> [JOB] Copy every line of the listing below that contains the string "wooden", keeping each line in order. Case counts.

> [PROVIDED MATERIAL]
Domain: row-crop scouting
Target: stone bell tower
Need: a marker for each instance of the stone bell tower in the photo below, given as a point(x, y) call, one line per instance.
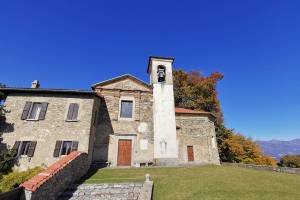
point(164, 123)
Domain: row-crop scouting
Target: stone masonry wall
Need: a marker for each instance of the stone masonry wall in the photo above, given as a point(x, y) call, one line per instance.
point(111, 127)
point(54, 127)
point(199, 132)
point(50, 183)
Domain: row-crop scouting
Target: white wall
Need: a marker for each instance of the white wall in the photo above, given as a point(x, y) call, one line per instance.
point(165, 141)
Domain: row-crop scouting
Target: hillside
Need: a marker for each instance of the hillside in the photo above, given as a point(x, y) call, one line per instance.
point(277, 148)
point(208, 183)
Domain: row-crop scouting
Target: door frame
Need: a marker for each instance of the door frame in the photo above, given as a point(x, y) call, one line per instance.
point(131, 137)
point(127, 140)
point(187, 150)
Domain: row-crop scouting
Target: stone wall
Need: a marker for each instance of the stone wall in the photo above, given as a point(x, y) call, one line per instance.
point(111, 127)
point(111, 191)
point(199, 132)
point(50, 183)
point(265, 168)
point(54, 127)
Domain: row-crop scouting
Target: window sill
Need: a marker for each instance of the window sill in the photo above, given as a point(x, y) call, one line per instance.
point(125, 119)
point(32, 119)
point(72, 120)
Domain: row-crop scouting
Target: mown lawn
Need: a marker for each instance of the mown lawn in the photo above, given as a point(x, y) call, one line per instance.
point(209, 183)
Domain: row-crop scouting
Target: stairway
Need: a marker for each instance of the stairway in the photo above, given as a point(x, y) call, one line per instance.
point(104, 191)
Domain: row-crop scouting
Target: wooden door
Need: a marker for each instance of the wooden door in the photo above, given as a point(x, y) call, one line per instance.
point(124, 153)
point(190, 151)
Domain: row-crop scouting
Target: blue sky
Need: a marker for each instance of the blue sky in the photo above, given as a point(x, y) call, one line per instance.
point(255, 44)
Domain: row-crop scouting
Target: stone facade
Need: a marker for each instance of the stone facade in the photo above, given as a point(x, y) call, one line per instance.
point(198, 132)
point(50, 183)
point(112, 128)
point(54, 127)
point(154, 133)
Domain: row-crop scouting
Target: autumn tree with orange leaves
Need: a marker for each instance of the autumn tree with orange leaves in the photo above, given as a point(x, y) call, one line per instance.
point(192, 90)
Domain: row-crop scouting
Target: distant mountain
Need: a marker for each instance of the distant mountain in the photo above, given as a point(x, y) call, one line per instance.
point(277, 148)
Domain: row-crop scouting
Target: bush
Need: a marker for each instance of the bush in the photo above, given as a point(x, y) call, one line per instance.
point(14, 179)
point(7, 161)
point(240, 149)
point(290, 161)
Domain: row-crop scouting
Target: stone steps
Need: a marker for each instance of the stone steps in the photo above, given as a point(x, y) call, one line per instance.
point(105, 191)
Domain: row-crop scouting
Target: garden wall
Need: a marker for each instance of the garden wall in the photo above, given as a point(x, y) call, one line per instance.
point(50, 183)
point(266, 168)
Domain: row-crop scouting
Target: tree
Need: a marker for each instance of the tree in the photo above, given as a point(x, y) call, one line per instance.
point(244, 150)
point(290, 161)
point(194, 91)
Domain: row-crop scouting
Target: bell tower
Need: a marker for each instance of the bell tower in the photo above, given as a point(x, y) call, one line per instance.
point(164, 123)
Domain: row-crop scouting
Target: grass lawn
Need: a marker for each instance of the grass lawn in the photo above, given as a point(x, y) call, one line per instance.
point(208, 183)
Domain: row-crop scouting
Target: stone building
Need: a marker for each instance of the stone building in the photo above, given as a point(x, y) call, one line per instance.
point(43, 125)
point(121, 122)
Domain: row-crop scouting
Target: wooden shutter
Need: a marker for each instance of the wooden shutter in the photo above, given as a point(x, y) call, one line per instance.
point(16, 147)
point(26, 110)
point(70, 111)
point(73, 111)
point(74, 146)
point(57, 148)
point(43, 111)
point(31, 149)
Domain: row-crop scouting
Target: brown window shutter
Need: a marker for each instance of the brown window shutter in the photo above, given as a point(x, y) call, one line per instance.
point(74, 146)
point(95, 117)
point(57, 148)
point(26, 110)
point(31, 149)
point(75, 111)
point(70, 111)
point(16, 147)
point(43, 111)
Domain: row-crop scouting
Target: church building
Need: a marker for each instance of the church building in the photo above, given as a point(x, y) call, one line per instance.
point(120, 122)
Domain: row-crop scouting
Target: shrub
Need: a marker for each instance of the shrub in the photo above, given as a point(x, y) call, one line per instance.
point(7, 161)
point(290, 161)
point(14, 179)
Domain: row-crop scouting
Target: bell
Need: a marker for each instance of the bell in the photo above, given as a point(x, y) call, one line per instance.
point(161, 75)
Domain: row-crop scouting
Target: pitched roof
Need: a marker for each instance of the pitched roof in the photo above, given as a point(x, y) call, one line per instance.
point(120, 78)
point(192, 112)
point(9, 90)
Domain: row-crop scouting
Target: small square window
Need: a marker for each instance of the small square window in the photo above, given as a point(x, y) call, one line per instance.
point(24, 147)
point(35, 111)
point(126, 109)
point(66, 148)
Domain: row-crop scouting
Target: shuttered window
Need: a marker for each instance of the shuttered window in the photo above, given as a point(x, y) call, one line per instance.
point(126, 109)
point(73, 112)
point(34, 111)
point(64, 147)
point(24, 148)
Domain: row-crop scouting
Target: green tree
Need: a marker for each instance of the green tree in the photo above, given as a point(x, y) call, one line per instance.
point(194, 91)
point(290, 161)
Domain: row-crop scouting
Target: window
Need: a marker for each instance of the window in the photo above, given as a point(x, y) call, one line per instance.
point(34, 111)
point(24, 148)
point(213, 142)
point(73, 112)
point(161, 73)
point(126, 109)
point(64, 147)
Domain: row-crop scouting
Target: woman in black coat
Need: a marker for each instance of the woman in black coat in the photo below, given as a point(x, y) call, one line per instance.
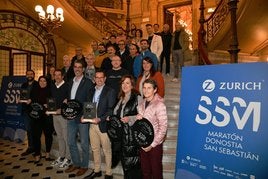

> [EXERCISE RESPONSE]
Target: wooden door
Need: a marker for each instance of the wooden door in the photo above, given as a point(x, y) call, one line per instance.
Target: wooden shutter
Need: a marker for each instance of the wooden shutter in the photo above, given as a point(x, y) call, one line per instance.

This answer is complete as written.